Instructions to follow:
Report each line in the entries below that contains the word "blouse" by copying the whole line. Case counts.
#####
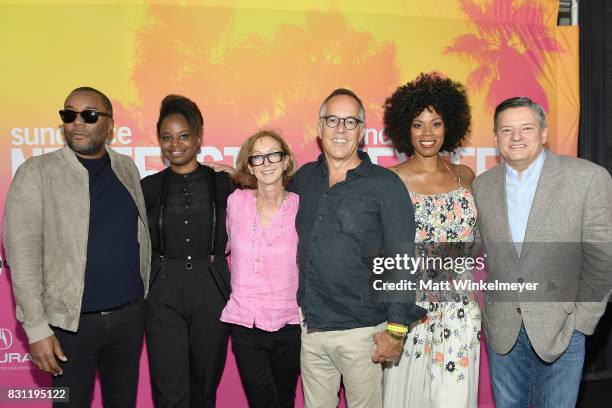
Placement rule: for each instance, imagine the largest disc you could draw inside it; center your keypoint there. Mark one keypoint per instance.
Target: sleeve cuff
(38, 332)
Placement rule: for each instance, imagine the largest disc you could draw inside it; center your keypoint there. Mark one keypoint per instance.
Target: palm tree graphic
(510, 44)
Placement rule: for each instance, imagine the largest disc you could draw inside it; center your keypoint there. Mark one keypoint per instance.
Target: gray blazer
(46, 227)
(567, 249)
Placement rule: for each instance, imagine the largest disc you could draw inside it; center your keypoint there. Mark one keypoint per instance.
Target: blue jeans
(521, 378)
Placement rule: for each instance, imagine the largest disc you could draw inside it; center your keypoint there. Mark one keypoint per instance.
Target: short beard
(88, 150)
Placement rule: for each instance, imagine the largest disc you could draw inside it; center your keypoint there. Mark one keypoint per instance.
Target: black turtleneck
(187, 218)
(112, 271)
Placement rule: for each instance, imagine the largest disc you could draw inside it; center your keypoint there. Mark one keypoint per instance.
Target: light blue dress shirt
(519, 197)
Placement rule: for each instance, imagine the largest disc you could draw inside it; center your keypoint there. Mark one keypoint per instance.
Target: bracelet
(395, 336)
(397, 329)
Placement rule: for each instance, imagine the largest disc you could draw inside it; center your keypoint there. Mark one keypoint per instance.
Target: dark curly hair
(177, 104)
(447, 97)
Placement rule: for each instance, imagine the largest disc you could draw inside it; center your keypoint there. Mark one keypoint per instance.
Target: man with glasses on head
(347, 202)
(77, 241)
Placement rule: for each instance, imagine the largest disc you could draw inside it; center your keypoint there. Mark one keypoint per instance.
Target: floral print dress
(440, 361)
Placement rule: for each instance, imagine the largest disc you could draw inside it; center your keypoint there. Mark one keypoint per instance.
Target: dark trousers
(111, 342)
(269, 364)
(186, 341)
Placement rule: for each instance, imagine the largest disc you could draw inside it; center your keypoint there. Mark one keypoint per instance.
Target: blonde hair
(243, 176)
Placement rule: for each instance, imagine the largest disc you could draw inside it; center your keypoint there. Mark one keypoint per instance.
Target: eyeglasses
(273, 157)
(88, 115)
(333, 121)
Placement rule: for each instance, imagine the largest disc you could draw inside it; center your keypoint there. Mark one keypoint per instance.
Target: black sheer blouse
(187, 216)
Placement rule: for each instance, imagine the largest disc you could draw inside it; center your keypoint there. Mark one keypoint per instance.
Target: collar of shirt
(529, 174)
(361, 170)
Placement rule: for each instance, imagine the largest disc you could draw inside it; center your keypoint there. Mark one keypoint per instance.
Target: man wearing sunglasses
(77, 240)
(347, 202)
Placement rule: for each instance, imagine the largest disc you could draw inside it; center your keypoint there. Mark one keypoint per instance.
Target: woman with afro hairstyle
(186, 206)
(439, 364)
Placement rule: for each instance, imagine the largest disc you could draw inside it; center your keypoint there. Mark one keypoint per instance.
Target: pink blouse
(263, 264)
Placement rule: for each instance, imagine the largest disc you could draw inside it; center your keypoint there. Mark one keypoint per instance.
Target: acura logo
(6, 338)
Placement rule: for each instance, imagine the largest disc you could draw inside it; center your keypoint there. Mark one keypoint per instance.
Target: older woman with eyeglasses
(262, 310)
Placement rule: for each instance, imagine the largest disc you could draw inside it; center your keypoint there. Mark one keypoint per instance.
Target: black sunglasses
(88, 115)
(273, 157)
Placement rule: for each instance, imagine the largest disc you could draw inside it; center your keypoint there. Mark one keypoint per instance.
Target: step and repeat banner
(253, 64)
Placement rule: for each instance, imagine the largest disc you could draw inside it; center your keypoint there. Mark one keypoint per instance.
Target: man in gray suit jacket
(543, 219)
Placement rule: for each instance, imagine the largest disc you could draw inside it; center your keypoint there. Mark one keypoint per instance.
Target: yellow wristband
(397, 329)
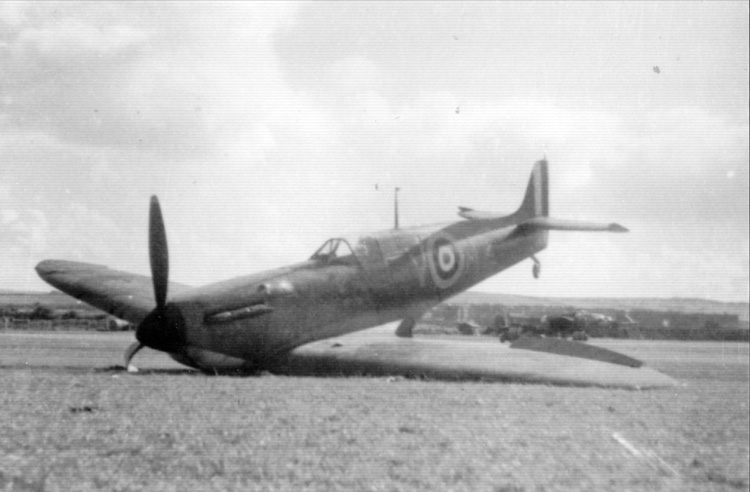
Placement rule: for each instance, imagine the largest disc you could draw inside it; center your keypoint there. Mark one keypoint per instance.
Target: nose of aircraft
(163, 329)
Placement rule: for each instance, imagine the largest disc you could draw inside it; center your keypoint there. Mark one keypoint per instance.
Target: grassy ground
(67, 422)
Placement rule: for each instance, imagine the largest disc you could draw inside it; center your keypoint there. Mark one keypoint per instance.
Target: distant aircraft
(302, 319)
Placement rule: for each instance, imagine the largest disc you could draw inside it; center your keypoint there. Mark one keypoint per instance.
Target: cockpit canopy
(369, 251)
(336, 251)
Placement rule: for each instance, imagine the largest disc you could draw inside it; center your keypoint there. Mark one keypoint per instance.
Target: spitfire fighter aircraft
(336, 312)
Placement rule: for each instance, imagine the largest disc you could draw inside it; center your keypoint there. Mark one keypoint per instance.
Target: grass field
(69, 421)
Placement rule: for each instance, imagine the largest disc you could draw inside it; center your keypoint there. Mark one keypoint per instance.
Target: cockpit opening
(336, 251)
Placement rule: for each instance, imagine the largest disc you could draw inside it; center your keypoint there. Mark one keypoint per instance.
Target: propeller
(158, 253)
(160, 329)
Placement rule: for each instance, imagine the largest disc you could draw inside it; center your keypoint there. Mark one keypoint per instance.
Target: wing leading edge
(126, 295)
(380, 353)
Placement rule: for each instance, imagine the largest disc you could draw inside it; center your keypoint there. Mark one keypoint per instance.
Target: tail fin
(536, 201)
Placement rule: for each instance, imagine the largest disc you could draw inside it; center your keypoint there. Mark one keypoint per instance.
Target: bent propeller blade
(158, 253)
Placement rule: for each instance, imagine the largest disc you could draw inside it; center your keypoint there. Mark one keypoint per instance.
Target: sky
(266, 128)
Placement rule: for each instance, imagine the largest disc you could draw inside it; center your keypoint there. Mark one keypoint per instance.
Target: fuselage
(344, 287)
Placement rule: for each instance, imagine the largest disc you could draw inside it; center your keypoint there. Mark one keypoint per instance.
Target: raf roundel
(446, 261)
#####
Solution to this problem:
Target: black sheer blouse
Target: pink blouse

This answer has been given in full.